Work instructions – Reproduce the listing that follows with no differences at all.

Listed entries –
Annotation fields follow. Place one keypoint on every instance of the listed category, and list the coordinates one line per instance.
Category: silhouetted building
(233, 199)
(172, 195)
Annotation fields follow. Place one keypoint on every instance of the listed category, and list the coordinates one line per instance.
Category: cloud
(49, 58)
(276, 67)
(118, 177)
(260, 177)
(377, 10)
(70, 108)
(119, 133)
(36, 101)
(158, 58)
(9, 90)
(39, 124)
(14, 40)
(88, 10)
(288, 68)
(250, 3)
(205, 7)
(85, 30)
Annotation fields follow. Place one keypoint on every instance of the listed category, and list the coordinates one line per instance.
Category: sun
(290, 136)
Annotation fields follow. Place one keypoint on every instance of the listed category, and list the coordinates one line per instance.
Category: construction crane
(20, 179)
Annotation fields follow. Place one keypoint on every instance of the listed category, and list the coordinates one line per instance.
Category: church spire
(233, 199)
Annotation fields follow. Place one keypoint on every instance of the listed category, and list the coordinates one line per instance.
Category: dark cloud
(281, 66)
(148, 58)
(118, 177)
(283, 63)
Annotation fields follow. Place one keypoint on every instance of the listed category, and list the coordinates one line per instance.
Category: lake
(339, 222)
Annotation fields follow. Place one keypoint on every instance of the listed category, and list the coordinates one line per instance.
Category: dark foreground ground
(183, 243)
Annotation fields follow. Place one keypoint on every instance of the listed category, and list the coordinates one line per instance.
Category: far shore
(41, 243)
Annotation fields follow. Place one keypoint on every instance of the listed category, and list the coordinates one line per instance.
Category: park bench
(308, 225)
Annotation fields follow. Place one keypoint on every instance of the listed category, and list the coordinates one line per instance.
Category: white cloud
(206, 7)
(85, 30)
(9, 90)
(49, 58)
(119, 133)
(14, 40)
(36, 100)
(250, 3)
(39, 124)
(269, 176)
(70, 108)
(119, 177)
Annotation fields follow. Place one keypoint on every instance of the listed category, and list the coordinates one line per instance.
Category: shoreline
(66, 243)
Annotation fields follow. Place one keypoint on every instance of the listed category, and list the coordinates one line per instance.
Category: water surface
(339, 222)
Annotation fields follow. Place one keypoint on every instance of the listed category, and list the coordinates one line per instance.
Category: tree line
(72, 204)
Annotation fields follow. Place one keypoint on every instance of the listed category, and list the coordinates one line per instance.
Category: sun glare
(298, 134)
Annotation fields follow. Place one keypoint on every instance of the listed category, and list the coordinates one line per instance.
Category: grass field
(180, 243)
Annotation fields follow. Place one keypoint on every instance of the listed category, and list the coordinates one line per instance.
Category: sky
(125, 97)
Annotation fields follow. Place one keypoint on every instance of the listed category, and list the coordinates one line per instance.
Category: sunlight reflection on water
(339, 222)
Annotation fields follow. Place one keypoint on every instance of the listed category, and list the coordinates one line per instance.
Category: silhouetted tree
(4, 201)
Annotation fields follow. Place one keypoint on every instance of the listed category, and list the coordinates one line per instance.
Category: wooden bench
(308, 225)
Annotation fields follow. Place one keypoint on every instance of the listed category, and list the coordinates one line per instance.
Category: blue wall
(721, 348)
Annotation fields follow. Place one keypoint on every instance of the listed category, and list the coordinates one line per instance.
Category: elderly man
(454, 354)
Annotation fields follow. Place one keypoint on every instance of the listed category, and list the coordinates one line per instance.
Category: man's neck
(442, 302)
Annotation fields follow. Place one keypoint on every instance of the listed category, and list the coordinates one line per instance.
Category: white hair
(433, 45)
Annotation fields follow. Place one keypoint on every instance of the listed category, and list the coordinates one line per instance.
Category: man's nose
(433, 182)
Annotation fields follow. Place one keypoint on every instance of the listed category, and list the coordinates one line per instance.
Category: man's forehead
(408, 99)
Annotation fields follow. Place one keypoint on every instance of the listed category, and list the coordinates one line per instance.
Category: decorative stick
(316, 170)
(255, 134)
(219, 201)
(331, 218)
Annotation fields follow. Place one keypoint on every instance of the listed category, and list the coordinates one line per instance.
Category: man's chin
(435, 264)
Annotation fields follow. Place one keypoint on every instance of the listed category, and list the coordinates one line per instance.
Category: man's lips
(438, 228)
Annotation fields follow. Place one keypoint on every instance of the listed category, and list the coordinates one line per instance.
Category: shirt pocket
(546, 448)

Reply –
Annotation fields follow. Place one keypoint on every instance of the listed category, and list the coordinates one line per instance.
Category: silhouetted building
(233, 199)
(172, 195)
Annotation fields follow. Place one keypoint on every instance of the listed category, and list the coordinates one line per instance.
Category: cloud
(49, 58)
(276, 67)
(118, 177)
(260, 177)
(377, 10)
(70, 108)
(119, 133)
(36, 101)
(158, 58)
(9, 90)
(39, 124)
(14, 40)
(88, 10)
(288, 68)
(250, 3)
(205, 7)
(85, 30)
Annotation fields follow. Place one keypoint on every instance of the listed category, and list the coordinates one line per instance.
Category: sun
(290, 136)
Annotation fields follow. Place one keypoint on every instance of the listed category, and list the coordinates one line per instance.
Category: construction crane
(20, 179)
Annotation fields follow. Place one keypoint on every instance of the listed category, and list the coordinates one line per instance.
Category: church spire
(233, 199)
Annotation fields follow. Place one keypoint on every instance of the listed category, and list the coordinates one line per instance.
Category: dark cloud
(281, 66)
(148, 58)
(118, 177)
(283, 63)
Annotation fields follow. Place one keypoint on every instance of the listed category, and list the coordinates one line per instance.
Category: lake
(339, 222)
Annotation fields follow. Place one keypoint on every instance of the listed category, and list the coordinates one line per instance.
Category: dark foreground ground
(183, 243)
Annotation fields follow. Place one keypoint on every instance of the listed category, and list the coordinates one line per instance.
Category: far shore
(41, 243)
Annotation fields follow. Place one keypoint on every instance of the listed category, and list the coordinates one line per instance.
Category: park bench
(308, 225)
Annotation fields follow. Place one keypoint on every instance of the listed category, and list the coordinates one line per instance.
Category: white cloud
(206, 7)
(85, 30)
(9, 90)
(49, 58)
(119, 133)
(14, 40)
(36, 100)
(250, 3)
(39, 124)
(269, 176)
(70, 108)
(119, 177)
Annotation fields follow. Place one keypoint on every instance of the listed category, and list the coordinates one line per instance.
Category: shoreline
(66, 243)
Annotation fields follow. Place one keypoint on every instance of the listed category, and list the coordinates one line per instance.
Category: water surface
(339, 222)
Annotation fields follow. Place one keypoint on every instance of the listed category, and list the coordinates one line per instance.
Category: tree line
(72, 204)
Annotation fields follow. Place one keypoint on every instance of the listed category, and list the coordinates one line per instance.
Category: sun glare
(298, 134)
Annotation fields follow. Place one keypoint on every instance of the listed category, and list the coordinates one line per instance.
Category: grass field
(180, 243)
Annotation fields follow. Place one keypoint on every instance of the listed category, and list the coordinates one line per instance.
Category: sky
(125, 97)
Annotation fields follow. Place one keypoint on every instance of the listed category, and list the coordinates one line per instance.
Category: sunlight reflection on water
(339, 222)
Annotation fields follow. Place one keypoint on every instance of the listed category, and list the coordinates one line per instance.
Category: silhouetted tree
(4, 201)
Annotation fields follow. Place one keypoint on every instance of the listed category, and list the coordinates one line per instance.
Category: wooden bench
(308, 225)
Annotation fields follow. Place one keypoint on every instance of the listed category, and list the coordinates one line per instance.
Category: blue wall
(721, 348)
Annotation fields follow. Place one keypoint on every instance of the listed category, and list the coordinates one line per instance.
Category: elderly man
(454, 354)
Annotation fields follow. Place one keypoint on every instance of the listed category, and list the coordinates one line per instance.
Category: man's neck
(442, 302)
Annotation fields follow. Place one keypoint on every instance of the listed category, and list the coordinates one line per instance.
Category: white hair
(433, 45)
Annotation fields follow. Place one keypoint on every instance of the listed category, and list the coordinates one line per instance.
Category: man's nose
(433, 182)
Annotation fields follow. Place one keypoint on every instance of the listed category, and list the coordinates one line per instance.
Category: man's forehead
(408, 99)
Annotation fields follow. Place one keypoint on every instance of the listed category, and list the coordinates one line per instance.
Category: decorative stick
(316, 170)
(255, 134)
(219, 201)
(331, 218)
Annotation fields follow. Place one keypoint on every instance of the listed category, and list the coordinates one line per instance.
Category: man's chin
(435, 264)
Annotation fields follow. Place one keypoint on every instance of the listed category, and list the coordinates one line per instance.
Category: man's lips
(438, 228)
Annotation fields follow. Place one keypoint on every instance of the listed category, and list the coordinates one line per instance.
Category: shirt pocket
(546, 448)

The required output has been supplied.